**Texto de leitura:**

===============

Um criminoso invadiu duas escolas em Aracruz no Espírito Santo atirando; deixou quatro vítimas fatais e muitos feridos. Menor, branco, filho de um policial militar sobre o qual recaem suspeitas de que fazia apologia ao nazismo nas redes sociais, o atirador cometeu os crimes ostentando uma suástica, alvejou professores, além de estudantes menores de idade.
Esse caso de violência tem sido debatido a partir de diversas camadas de análise, de forma rica por muitos articulistas. Mas, chamou muito a atenção uma história paralela. O jornal O Estado de São Paulo (Estadão para os íntimos) fez uma chamada para a notícia ilustrando-a com a imagem de mãos segurando uma arma, mãos negras, ostensivamente associando a violência à comunidade afrodescendente. A situação bizarra foi tratada como equívoco, depois retratado pelo jornal, assim como considerada um exemplo de “racismo estrutural”, mas eu penso que o problema é mais grave.
Na minha opinião, não se trata de uma mera escolha infeliz. Uma ilustração de matéria num dos maiores jornais do país passa por várias camadas de supervisão. Repórteres, redatores, ilustradores, diagramadores, editores, programadores web, todos ou quase todos graduados em áreas relacionadas à comunicação, com experiência e supervisão, se envolvem na produção de uma chamada. São muitas camadas de controle antes de ser veiculada uma informação, desde o furo, passando pela checagem, até a montagem e prova do material. Não me parece que uma estrutura assim incorreria num erro tão primário. Não acho que se trata de um mero engano decorrente de costume arraigado e inconsciente.
O “racismo estrutural” é conjunto de formas de relação de segregação e subsunção de raça, entranhado nas estruturas de sociabilidade. Este processo (ou conjunto de processos) se manifesta e se reproduz em formas aparentemente inocentes, como piadas, ditos populares de duplo sentido, músicas ou expressões, assim como na identificação subjacente de percepção de uma relação de superioridade/inferioridade entre grupamentos humanos distintos. Chama-se “estrutural”, pois sobrevive nas estruturas sociais — compostos simbólicos, arquetípicos, fundamentais, sobre os quais as relações entre indivíduos e grupos se erguem, como formas básicas de organização da sociabilidade —, de maneira até mesmo inconsciente.

===============

**Conjunto de dados:**
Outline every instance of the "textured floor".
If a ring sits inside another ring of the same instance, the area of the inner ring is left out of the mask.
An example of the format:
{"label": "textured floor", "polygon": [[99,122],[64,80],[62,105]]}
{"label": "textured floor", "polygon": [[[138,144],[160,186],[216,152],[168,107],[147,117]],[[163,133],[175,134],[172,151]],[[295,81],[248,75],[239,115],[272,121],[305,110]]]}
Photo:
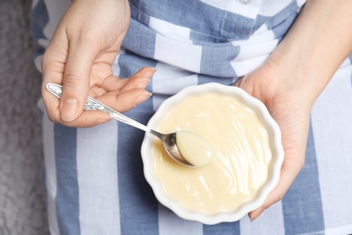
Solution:
{"label": "textured floor", "polygon": [[31,1],[0,1],[0,234],[48,234]]}

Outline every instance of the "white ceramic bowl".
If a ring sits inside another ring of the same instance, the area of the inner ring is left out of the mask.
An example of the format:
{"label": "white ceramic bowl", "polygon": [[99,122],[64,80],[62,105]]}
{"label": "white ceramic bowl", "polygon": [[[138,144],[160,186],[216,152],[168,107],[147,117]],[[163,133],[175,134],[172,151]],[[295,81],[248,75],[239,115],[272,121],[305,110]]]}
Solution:
{"label": "white ceramic bowl", "polygon": [[260,189],[260,192],[252,201],[245,202],[236,211],[218,212],[212,215],[205,214],[201,212],[188,211],[178,202],[173,201],[165,193],[161,183],[155,176],[154,160],[152,155],[152,146],[155,138],[151,134],[145,134],[142,144],[141,153],[145,178],[161,203],[173,211],[177,215],[183,219],[197,221],[205,224],[216,224],[223,221],[238,221],[249,212],[255,210],[264,202],[269,193],[272,192],[278,183],[280,170],[283,161],[283,150],[282,146],[280,128],[270,116],[265,106],[260,100],[248,95],[239,88],[220,85],[218,83],[207,83],[204,85],[188,87],[181,90],[176,95],[167,99],[150,119],[148,127],[152,129],[156,129],[168,110],[181,100],[184,100],[189,96],[192,96],[194,94],[209,91],[236,97],[242,101],[242,103],[252,108],[258,114],[269,133],[272,143],[271,149],[273,153],[273,163],[272,167],[270,167],[271,172],[268,174],[269,176],[266,183],[264,183],[264,185]]}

===============

**Desafio 1:** Reescreva em forma de lista o parágrafo do texto sobre o ataque em Aracruz que começa com "Na minha opinião, não se trata de uma mera escolha infeliz", preservando seus fatos principais.
**Desafio 2:** Apresente a continuação do texto sobre o ataque em Aracruz, começando logo após a última frase mostrada.

**Resposta escrita 1:**
- A ilustração não é vista como mera escolha infeliz.
- Uma chamada em um dos maiores jornais do país passa por várias camadas de supervisão.
- Participam dela repórteres, redatores, ilustradores, diagramadores, editores e programadores web, quase todos graduados em áreas da comunicação, com experiência e supervisão.
- O controle vai do furo à checagem, à montagem e à prova do material.
- Por isso, o texto não considera plausível que tal estrutura cometa erro tão primário nem que se trate de engano decorrente de costume arraigado e inconsciente.

**Resposta escrita 2:**
No caso do “erro” do Estado de São Paulo, dizer que a escolha da imagem teria sido um caso de “racismo estrutural” significaria defender que, talvez, haja um protocolo de construção de peças de comunicação que faz uso de um banco de dados de imagem, donde aquela foi tirada e incluída sem reflexão, de forma inconsciente. Ter chegado a publicação seria, portanto, um encadeamento de erros quase inocentes, resultado das camadas estruturais de segregação racial que independem dos indivíduos. Não penso assim, por conta das já mencionadas camadas de controle envolvidas na publicação de um texto jornalístico.
Para mim, aqui mais pareceu um ato consciente e calculado de atenuar o componente de extrema-direita fascista subjacente. Uma mão negra representa violência, para eles, mesmo que a violência tenha sido perpetrada por um branco nazista, porque querem reforçar a pretensa diferença entre raças que justifica sua sensação (obviamente desprezível) de superioridade. Assim, tentaram atenuar o componente racista e nazifascista da agressão, remetendo aos preconceitos arraigados de raça de sua comunidade leitora.
Não vejo ali um engano e sim uma estratégia. Parece haver uma intencionalidade, uma sistemática racista, programada, consciente, com know how organizacional, que se esforça para perpetuar estigmas de segregação.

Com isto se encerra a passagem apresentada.